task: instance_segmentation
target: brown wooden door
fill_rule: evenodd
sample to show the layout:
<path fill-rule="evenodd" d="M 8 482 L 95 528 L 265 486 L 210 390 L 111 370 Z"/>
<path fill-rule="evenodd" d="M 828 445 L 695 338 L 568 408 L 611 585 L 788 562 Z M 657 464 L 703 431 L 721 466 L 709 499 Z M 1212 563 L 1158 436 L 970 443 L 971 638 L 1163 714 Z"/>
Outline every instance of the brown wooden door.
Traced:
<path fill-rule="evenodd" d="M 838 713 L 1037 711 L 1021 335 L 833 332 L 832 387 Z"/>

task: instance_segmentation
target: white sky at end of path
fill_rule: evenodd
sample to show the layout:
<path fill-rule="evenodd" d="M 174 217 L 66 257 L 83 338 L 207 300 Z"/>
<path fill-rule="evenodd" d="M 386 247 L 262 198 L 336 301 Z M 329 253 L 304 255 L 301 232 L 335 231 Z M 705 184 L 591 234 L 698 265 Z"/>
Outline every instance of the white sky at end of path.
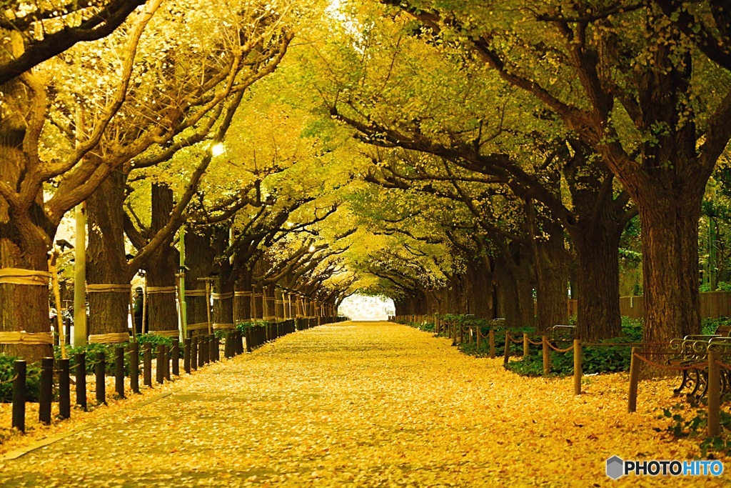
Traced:
<path fill-rule="evenodd" d="M 338 312 L 352 320 L 387 320 L 395 313 L 393 300 L 382 296 L 351 295 L 340 304 Z"/>

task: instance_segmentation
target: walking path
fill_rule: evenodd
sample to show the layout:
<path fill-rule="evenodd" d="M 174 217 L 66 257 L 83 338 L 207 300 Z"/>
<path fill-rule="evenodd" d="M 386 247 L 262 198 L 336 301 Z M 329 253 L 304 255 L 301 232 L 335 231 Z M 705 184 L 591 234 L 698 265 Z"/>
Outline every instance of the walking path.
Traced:
<path fill-rule="evenodd" d="M 605 475 L 605 460 L 683 459 L 641 383 L 525 378 L 499 359 L 385 323 L 289 334 L 200 372 L 169 396 L 0 461 L 0 486 L 728 486 L 723 479 Z M 653 398 L 654 397 L 654 398 Z M 651 402 L 648 400 L 651 399 Z M 668 403 L 668 404 L 670 404 Z M 731 462 L 727 462 L 727 471 Z"/>

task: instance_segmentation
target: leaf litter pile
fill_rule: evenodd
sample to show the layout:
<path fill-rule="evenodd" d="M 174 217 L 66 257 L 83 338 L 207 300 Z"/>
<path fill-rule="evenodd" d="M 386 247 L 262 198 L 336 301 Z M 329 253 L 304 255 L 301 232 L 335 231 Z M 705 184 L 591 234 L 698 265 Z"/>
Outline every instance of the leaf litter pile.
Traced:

## STATED GOAL
Turn everything in the data from the very first line down to the line containing "338 312 L 352", including that line, into a Markdown table with the columns Row and Line, numbering each line and skipping blank ones. Leave the pictures out of the answer.

## THE RESPONSE
| Row | Line |
|---|---|
| 1 | task: instance_segmentation |
| 2 | target: brown wooden door |
| 3 | fill_rule: evenodd |
| 4 | sample to show the layout: |
| 5 | <path fill-rule="evenodd" d="M 8 482 L 95 528 L 265 486 L 210 390 L 111 370 Z"/> |
| 6 | <path fill-rule="evenodd" d="M 828 445 L 695 338 L 568 408 L 611 585 L 788 562 Z M 657 464 L 703 431 L 721 466 L 709 499 Z M 1212 563 L 1158 436 L 970 443 L 971 638 L 1163 714 Z"/> |
| 7 | Outline every instance of the brown wooden door. |
| 8 | Traced: |
| 9 | <path fill-rule="evenodd" d="M 838 713 L 1037 711 L 1021 335 L 833 332 L 832 387 Z"/> |
| 10 | task: instance_segmentation |
| 11 | target: white sky at end of path |
| 12 | fill_rule: evenodd |
| 13 | sample to show the layout: |
| 14 | <path fill-rule="evenodd" d="M 174 217 L 66 257 L 83 338 L 207 300 Z"/> |
| 15 | <path fill-rule="evenodd" d="M 386 247 L 262 198 L 336 301 Z M 329 253 L 304 255 L 301 232 L 335 231 Z M 705 184 L 591 234 L 698 265 Z"/> |
| 16 | Outline every instance of the white sky at end of path. |
| 17 | Traced: |
| 18 | <path fill-rule="evenodd" d="M 338 312 L 352 320 L 387 320 L 395 313 L 393 300 L 382 296 L 351 295 L 340 304 Z"/> |